Arrange the lines of the material below as a numbered list, leaving out any blank lines.
-- Begin Data --
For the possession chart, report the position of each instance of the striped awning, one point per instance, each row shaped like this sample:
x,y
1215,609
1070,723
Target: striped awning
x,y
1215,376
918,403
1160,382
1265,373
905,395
-- End Data --
- **Output**
1. For the possession chart, report the position of each instance of the striped awning, one point per instance, each row shaped like this sample:
2. x,y
3. 1215,609
4. 1070,723
5. Target: striped awning
6. x,y
7. 1215,376
8. 918,403
9. 1160,382
10. 1265,373
11. 905,395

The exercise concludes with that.